▶ _GIVEN DATA_
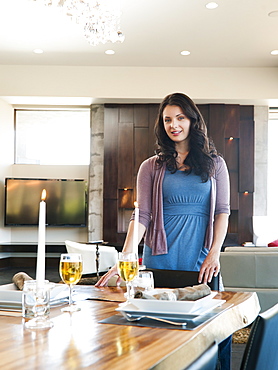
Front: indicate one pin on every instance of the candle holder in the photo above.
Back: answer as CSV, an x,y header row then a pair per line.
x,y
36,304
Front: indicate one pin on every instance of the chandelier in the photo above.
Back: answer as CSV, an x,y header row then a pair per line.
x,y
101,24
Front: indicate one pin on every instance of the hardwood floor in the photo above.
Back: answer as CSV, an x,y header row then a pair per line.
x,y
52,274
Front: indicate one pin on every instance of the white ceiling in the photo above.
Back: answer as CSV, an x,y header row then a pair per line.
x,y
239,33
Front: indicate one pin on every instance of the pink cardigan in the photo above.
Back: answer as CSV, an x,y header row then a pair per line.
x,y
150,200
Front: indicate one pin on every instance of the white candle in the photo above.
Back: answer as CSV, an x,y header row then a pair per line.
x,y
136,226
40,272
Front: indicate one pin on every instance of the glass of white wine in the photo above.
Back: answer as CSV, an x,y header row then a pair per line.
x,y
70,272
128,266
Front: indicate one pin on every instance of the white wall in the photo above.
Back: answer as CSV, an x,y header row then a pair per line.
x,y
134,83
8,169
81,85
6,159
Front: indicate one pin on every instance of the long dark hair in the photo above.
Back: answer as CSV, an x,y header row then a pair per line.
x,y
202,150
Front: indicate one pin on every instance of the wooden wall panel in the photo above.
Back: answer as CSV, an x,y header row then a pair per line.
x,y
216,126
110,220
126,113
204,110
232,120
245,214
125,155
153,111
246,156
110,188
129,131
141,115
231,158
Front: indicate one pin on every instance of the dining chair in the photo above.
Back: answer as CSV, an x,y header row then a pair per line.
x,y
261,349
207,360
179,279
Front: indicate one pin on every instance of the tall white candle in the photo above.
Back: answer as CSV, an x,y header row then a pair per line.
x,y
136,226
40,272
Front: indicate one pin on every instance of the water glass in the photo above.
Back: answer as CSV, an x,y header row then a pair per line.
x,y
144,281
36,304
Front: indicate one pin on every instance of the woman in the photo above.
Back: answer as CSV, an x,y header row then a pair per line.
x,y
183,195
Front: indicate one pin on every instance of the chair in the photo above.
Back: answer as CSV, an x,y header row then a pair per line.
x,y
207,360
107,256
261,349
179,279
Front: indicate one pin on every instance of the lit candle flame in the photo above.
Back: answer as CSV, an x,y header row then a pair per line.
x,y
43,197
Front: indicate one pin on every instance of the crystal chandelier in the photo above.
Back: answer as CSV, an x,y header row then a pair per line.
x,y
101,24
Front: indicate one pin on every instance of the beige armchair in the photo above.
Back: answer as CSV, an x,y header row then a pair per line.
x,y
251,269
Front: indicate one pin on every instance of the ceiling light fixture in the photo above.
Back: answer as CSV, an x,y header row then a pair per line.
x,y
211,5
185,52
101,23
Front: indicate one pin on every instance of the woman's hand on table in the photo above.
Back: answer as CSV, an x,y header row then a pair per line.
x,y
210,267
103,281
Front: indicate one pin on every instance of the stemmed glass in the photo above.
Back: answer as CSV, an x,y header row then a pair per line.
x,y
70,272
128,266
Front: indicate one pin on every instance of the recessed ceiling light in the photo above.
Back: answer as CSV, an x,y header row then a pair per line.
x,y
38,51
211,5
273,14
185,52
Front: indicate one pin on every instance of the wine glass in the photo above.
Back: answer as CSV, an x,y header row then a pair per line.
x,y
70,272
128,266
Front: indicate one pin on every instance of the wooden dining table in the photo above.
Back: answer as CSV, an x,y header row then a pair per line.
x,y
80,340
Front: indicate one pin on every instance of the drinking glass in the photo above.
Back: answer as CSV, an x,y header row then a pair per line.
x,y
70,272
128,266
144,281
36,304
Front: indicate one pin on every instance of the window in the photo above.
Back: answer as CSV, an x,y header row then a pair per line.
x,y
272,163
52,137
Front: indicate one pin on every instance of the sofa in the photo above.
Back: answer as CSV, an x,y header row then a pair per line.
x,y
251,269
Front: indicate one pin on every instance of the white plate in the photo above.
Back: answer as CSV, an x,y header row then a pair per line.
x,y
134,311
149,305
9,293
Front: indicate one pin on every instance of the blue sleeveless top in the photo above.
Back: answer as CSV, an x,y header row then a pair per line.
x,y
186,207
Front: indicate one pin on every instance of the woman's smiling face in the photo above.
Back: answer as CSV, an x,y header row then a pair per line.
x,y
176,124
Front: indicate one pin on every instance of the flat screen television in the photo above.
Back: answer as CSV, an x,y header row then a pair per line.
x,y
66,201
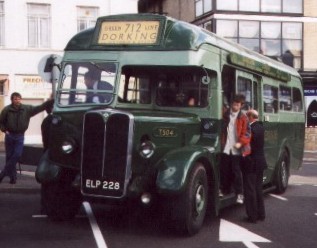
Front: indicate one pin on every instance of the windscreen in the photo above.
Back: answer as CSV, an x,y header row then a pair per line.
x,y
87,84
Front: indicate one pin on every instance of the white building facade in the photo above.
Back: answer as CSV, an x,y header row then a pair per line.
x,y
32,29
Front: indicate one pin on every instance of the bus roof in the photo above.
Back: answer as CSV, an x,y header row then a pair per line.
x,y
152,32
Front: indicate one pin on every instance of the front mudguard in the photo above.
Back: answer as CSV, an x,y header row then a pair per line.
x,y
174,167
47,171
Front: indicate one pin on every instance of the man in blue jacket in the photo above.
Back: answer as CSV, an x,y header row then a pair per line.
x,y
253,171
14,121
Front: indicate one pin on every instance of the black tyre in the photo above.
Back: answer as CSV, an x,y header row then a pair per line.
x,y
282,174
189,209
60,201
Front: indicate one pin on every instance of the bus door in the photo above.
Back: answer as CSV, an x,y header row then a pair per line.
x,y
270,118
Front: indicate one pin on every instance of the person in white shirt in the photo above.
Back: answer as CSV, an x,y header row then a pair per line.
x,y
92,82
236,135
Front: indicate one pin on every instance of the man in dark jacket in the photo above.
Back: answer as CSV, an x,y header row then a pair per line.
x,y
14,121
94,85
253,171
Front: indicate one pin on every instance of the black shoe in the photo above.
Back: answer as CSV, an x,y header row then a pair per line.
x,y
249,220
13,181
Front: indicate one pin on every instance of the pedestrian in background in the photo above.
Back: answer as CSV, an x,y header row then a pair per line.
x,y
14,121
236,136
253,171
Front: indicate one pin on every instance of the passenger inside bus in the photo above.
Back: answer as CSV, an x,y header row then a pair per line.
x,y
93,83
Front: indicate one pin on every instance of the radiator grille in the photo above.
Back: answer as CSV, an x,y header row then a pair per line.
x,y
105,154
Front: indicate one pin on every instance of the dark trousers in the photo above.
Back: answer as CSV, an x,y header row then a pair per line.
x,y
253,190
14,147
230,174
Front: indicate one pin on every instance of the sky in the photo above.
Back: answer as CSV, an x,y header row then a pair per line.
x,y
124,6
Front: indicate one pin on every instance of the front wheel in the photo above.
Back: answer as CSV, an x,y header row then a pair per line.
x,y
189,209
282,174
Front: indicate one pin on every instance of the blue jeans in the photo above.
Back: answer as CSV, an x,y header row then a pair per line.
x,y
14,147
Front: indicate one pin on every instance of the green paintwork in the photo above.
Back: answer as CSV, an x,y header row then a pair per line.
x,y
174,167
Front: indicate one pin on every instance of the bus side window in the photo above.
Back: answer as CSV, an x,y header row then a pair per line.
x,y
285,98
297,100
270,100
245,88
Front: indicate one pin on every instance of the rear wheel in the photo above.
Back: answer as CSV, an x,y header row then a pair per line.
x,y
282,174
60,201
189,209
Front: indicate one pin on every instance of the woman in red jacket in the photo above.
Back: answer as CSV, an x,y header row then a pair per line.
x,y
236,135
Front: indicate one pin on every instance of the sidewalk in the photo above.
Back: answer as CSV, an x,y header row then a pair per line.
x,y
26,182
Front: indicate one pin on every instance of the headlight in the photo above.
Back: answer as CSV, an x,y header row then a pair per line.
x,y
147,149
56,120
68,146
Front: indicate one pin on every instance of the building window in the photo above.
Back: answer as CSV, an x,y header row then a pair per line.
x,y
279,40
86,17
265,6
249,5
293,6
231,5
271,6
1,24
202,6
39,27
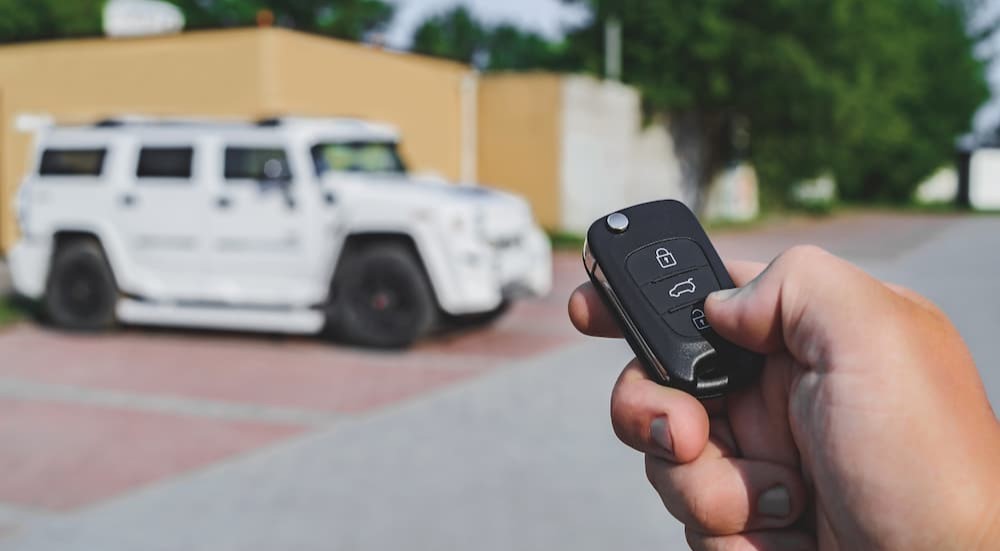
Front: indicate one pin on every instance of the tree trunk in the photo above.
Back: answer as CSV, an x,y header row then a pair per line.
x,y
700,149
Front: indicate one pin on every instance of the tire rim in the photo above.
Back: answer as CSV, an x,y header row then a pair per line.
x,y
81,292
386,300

▶ _STATED PROBLEM_
Quote exactly, and only, the lines from the one containing "Front: indicate one pin on every instance of the radiator" through the last line of the records above, both included; leave out any pictures.

▶ _TASK ANSWER_
Front: indicate one pin on every instance of the radiator grille in the photo above.
Back: answer as CSV, an x,y header row then a pair per line.
x,y
105,154
Front: indicate one pin on every instance of the dark trousers in the photo above.
Back: answer as CSV, an x,y header row then a pair per line.
x,y
253,190
14,147
230,174
Front: indicate one pin on every instance of the sky in the photo above.
Back: answer as CSV, an x,y header row then a pair per line.
x,y
124,6
Front: indicate one pin on every instance of the front wheel in the photo above.
Back: answer as CSV, an x,y header row then a pair per line.
x,y
189,209
282,174
Front: indicate one pin on every instance of the blue jeans in the photo above.
Back: answer as CSV, an x,y header row then a pair per line.
x,y
14,147
Front: indicate one pin on every instance of the green paintwork in the photo above.
Back: answer as CSV, an x,y header row then a pair per line.
x,y
174,167
Front: indicate one pin on every instance of the bus side window in the photo above.
Back: answer as CSV, an x,y header row then a pair per line.
x,y
285,98
297,100
270,100
245,88
Front: indicate one pin on every instance of the rear wheel in the photo above.
Back: answer as CSV, an x,y header row then a pair per line.
x,y
282,174
60,201
189,209
Front: indicate one pin on every instance of the woman in red jacket in the photo above.
Back: answer as CSV, an x,y header row then a pair per line.
x,y
236,135
Front: indicate one pin on every instance of the sidewalk in the photo above.
Back: answer as CSV, an x,y header row then a pair per line.
x,y
26,182
Front: indicate one pin on every instance of the headlight in the photo above.
Back: answer as CSV, an x,y header row then a pair per line.
x,y
147,149
56,120
68,146
Front: indicate one pin on every instance of the building window in the photo above.
Back: answer as CSV, an x,y header row then a pair per line.
x,y
279,40
86,17
265,6
249,5
293,6
231,5
271,6
1,24
202,6
39,27
Front: indicate one pin on every instance of the tree trunk in the photo above.
Back: answer as CSV, an x,y header row then a pair per line.
x,y
700,149
Front: indicate one pin on every instance of the tire rim in the photo above.
Back: answer as CSV, an x,y header row then a pair per line.
x,y
81,292
386,300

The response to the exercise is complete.